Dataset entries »
****************

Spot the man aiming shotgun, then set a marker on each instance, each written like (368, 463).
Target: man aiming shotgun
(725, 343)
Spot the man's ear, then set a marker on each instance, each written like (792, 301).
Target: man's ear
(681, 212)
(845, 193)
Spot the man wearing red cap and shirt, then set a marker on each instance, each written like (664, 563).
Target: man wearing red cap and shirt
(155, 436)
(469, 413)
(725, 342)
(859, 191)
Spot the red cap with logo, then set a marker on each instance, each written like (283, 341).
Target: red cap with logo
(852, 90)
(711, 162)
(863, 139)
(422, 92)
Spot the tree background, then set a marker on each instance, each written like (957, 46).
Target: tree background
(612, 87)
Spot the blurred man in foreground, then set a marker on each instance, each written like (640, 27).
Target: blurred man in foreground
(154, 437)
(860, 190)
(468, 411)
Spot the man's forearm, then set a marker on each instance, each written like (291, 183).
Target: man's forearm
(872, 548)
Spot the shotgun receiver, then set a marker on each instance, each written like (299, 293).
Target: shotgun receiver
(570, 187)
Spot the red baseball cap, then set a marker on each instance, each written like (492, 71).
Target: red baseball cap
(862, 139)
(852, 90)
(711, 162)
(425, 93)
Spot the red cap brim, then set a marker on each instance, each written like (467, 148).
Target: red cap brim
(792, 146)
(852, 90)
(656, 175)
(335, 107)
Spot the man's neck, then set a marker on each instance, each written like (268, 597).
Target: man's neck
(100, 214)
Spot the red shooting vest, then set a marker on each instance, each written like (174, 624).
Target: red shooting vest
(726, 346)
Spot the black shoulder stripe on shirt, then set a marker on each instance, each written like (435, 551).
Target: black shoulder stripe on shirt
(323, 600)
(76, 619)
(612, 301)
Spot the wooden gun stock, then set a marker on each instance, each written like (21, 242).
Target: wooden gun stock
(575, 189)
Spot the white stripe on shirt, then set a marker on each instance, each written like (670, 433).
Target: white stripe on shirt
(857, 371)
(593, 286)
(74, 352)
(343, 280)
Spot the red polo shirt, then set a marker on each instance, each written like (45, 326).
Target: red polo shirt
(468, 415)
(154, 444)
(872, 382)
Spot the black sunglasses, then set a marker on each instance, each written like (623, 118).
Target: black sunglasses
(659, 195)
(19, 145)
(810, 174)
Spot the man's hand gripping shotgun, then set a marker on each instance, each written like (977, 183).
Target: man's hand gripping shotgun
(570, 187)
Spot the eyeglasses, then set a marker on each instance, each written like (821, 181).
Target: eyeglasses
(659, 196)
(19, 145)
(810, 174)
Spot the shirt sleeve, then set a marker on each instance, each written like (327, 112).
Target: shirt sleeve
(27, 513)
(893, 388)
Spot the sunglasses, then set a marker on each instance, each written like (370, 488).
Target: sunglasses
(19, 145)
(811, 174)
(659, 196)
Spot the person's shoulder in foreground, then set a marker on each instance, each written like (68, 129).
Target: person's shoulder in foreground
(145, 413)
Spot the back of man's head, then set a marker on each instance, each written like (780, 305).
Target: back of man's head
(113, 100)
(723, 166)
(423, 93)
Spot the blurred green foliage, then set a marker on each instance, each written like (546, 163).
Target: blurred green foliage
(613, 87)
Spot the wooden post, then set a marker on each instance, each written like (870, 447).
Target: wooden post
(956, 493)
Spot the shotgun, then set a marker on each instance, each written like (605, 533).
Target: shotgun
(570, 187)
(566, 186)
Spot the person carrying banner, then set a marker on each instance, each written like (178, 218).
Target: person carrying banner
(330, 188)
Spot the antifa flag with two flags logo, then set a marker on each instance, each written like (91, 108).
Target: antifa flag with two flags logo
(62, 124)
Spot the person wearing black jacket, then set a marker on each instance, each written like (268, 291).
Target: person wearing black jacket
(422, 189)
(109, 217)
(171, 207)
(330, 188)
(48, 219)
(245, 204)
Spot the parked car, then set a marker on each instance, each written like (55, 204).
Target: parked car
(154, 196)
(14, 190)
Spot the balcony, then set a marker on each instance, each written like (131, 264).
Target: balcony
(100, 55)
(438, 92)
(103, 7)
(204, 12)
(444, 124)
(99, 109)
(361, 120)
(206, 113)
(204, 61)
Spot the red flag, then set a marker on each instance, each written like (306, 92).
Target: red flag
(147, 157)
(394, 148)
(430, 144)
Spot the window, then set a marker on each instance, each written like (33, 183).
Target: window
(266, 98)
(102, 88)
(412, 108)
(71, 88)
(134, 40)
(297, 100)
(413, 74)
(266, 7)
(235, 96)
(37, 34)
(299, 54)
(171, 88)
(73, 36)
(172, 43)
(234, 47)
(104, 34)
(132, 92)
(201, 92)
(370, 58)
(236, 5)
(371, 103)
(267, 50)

****************

Restate the records exactly. Leave nothing out.

Answer to the problem »
Spot the man aiming shotgun, then set a marker on each instance, each written like (368, 463).
Target: man aiming shotgun
(725, 343)
Spot the man's ear, then set a marker on each instance, each written like (792, 301).
Target: man's ear
(681, 212)
(845, 193)
Spot the man wearing red cap and shirt, then set a marker on each instance, each written like (664, 563).
Target: man wearing red cap and shirt
(155, 436)
(469, 413)
(725, 342)
(859, 191)
Spot the red cap with logo, then set a marker on each instance, each written like (283, 341).
Target: red cap with logo
(852, 90)
(711, 162)
(863, 139)
(422, 92)
Spot the tree background, then set a marker on each instance, each written like (957, 46).
Target: tree background
(612, 87)
Spot the blurred man in foreground, then set a marker on each instance, each written like (640, 27).
Target: blurred man in foreground
(154, 437)
(860, 190)
(468, 411)
Spot the man's forearm, then set a marker on each instance, each written like (291, 183).
Target: man's forearm
(872, 548)
Spot the shotgun receiver, then set a marker on each instance, each written like (299, 293).
Target: shotgun receiver
(570, 187)
Spot the red baseball cap, then set a marker on each instance, each written like (492, 71).
Target: red baseball cap
(862, 139)
(852, 90)
(711, 162)
(425, 93)
Spot the red cap brim, then set a marker on each instance, each written like (467, 148).
Target: red cap brim
(792, 146)
(852, 90)
(656, 175)
(335, 107)
Spot the man's neck, then set a marker on each instance, each written like (268, 597).
Target: man's neck
(100, 214)
Spot the red shooting vest, then set a marker on each instance, each written like (174, 624).
Target: red shooting vest
(726, 346)
Spot the black shoulder stripe on shirt, then set a marker on each instance, each written like (435, 551).
Target: black shoulder stripe on shirt
(323, 600)
(76, 619)
(612, 301)
Spot the wooden gun stock, then set a marker on each instance, each written like (21, 242).
Target: wooden gun stock
(575, 189)
Spot the white stripe on shirt, then set a marker on each instance, each written like (670, 433).
Target: white stripe on shirt
(857, 371)
(593, 286)
(74, 352)
(343, 280)
Spot the red polo shirt, then set a marker on each instance, each written like (45, 326).
Target: red polo shirt
(468, 415)
(154, 444)
(872, 382)
Spot the black sunglasses, then set a marker on each instance, each written like (623, 118).
Target: black sunglasses
(659, 195)
(19, 145)
(810, 174)
Spot the man's hand gripping shotgun, then set a marker on each instance, each written like (977, 183).
Target: man's hand gripping shotgun
(570, 187)
Spot the eyeglasses, then set a marker on each instance, each written like (821, 181).
Target: eyeglasses
(659, 196)
(19, 145)
(810, 174)
Spot the shirt sleeve, then set a marker on each instance, each written like (327, 112).
Target: shirt sleeve
(27, 513)
(893, 388)
Spot the sunglasses, then set a marker on each instance, each written like (370, 488).
Target: sunglasses
(19, 145)
(811, 174)
(659, 196)
Spot the person's shoulder in foreground, then set a marker on each instance, each written like (68, 129).
Target: person's shoulder in foreground
(145, 413)
Spot the back of man's head, then set a marker on each instance, each written like (780, 305).
Target: back of man's head
(113, 100)
(723, 166)
(423, 93)
Spot the blurred green foliage, then set a marker on each instance, each written like (546, 163).
Target: blurred green foliage
(613, 87)
Spot the wooden post, then set a marker on each instance, each written like (870, 447).
Target: wooden post
(956, 493)
Spot the shotgun, then set a marker on each instance, each written like (605, 533).
Target: shotgun
(570, 187)
(566, 186)
Spot the person carrying banner, then set a marker on each instance, each written like (178, 218).
Target: person carrying banner
(330, 188)
Spot the antifa flag with two flags logo, then set a marker on each instance, each written like (91, 108).
Target: antifa flag with two flags logo
(62, 124)
Spot the person wearing black jacket, then set a marker on each instance, each written like (268, 291).
Target: person wearing black jacket
(422, 189)
(109, 217)
(171, 207)
(330, 188)
(48, 219)
(245, 204)
Spot the parked car, then set a marker on each instance, each written like (55, 204).
Target: parked car
(154, 196)
(14, 190)
Spot the balcony, then set a marker on each instance, each written like (131, 264).
Target: balcony
(100, 55)
(438, 92)
(103, 7)
(204, 12)
(444, 124)
(99, 109)
(361, 120)
(206, 113)
(204, 61)
Spot the red flag, then set a marker on each instance, each written like (306, 92).
Target: red flag
(147, 157)
(394, 148)
(430, 144)
Spot the window, then set a marker on each instance, each written like (33, 183).
Target: window
(266, 98)
(102, 88)
(412, 108)
(71, 88)
(134, 40)
(297, 100)
(413, 74)
(266, 7)
(235, 96)
(37, 34)
(299, 54)
(171, 88)
(73, 36)
(172, 43)
(234, 47)
(104, 34)
(132, 92)
(201, 92)
(370, 58)
(236, 5)
(371, 103)
(267, 50)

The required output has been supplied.